[Given problem A]
Using the interview about Trooper beer, decide whether each statement agrees with the text: (i) Dickinson would choose a lime and soda over mainstream standard lager; (ii) Trooper is presented as a beer from a metal band; (iii) Dickinson allows Budweiser in the dressing room on tour. Answer yes or no for each and quote the words of the text that decide it.
[Given problem B]
From the interview about Trooper beer, pull out the stretch from "So we get it" through "American microbrews then?", word for word.

[Text to read]

-- start --

This easygoing sessionability has proved surprisingly subtle for commentators who were expecting more of a punch after being by charged by a demented zombie on the pump clip. It may lead to accusations of blandness from some. But the whole point of this beer is that it is a genuine passion rather than a gimmick constructed by marketers aimed at a specific group of fans. I mean, if it were that, wouldn’t you expect a metal band to maybe brew a lager instead, like Lemmy did?

“I don’t drink mainstream standard lager,” says Dickinson. “If I was thirsty in a pub with no real ale I’d rather have a lime and soda. But anyway, we haven’t positioned Trooper as a beer from a metal band – it’s a brand of beer brewed by Robinsons that we’ve developed with them. They’ve had six generations of brewers there, they’ve got some highly respected beers, and what they don’t want is a bunch of rock stars coming up and duffing up their reputation, because they’re still going to be there in another two or three generations.”

So we get it – Dickinson is a real ale fan. As well as Fuller’s ESB, he namechecks Doom Bar and Wadworth 6X as two of his favourite beers (and picked them out successfully in the blind taste test). It would be easy to infer from this choice that Dickinson knows only safe, familiar, established real ale brands – easy, but completely wrong.

“I’m a big Belgian beer fan as well,” he says, “I love the Trappist beers – they have such a great tradition over there. Their beers are unique as well, like our real ales. I just hate bland beers. I can’t stand Budweiser. They’re the Great Satan, and they’re trying to shut down one of my favourite Czech breweries. There’s something I instinctively dislike about Budweiser. I won’t have it in the dressing room when we’re touring.”

Has he had a chance to try American microbrews then?

He hesitates, before replying, “They get it almost right. It’s not bad beer necessarily, but it’s trying too hard. The hops are a bit too much. You have half a pint and you’re not sure about having another one – they don’t seem to have got the thing about sitting down and enjoying a beer. I want to be able have a beer at lunchtime and feel OK in the afternoon.”

-- end --

[Stored data]
-- start --

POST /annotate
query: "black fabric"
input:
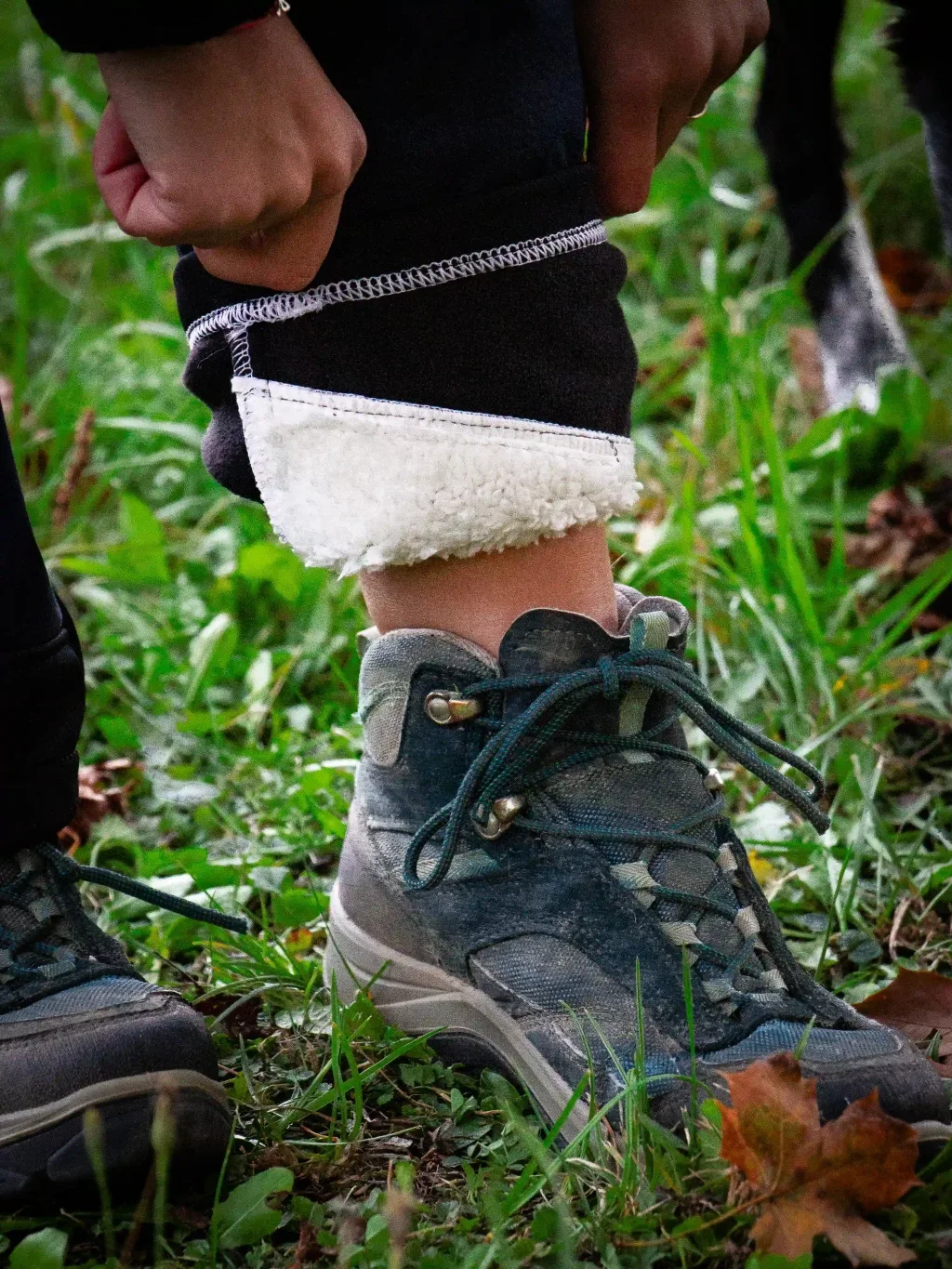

-- end --

[Written solution A]
(i) Yes: "If I was thirsty in a pub with no real ale I’d rather have a lime and soda."
(ii) No: "we haven’t positioned Trooper as a beer from a metal band"
(iii) No: "I won’t have it in the dressing room when we’re touring."

[Written solution B]
So we get it – Dickinson is a real ale fan. As well as Fuller’s ESB, he namechecks Doom Bar and Wadworth 6X as two of his favourite beers (and picked them out successfully in the blind taste test). It would be easy to infer from this choice that Dickinson knows only safe, familiar, established real ale brands – easy, but completely wrong.

“I’m a big Belgian beer fan as well,” he says, “I love the Trappist beers – they have such a great tradition over there. Their beers are unique as well, like our real ales. I just hate bland beers. I can’t stand Budweiser. They’re the Great Satan, and they’re trying to shut down one of my favourite Czech breweries. There’s something I instinctively dislike about Budweiser. I won’t have it in the dressing room when we’re touring.”

Has he had a chance to try American microbrews then?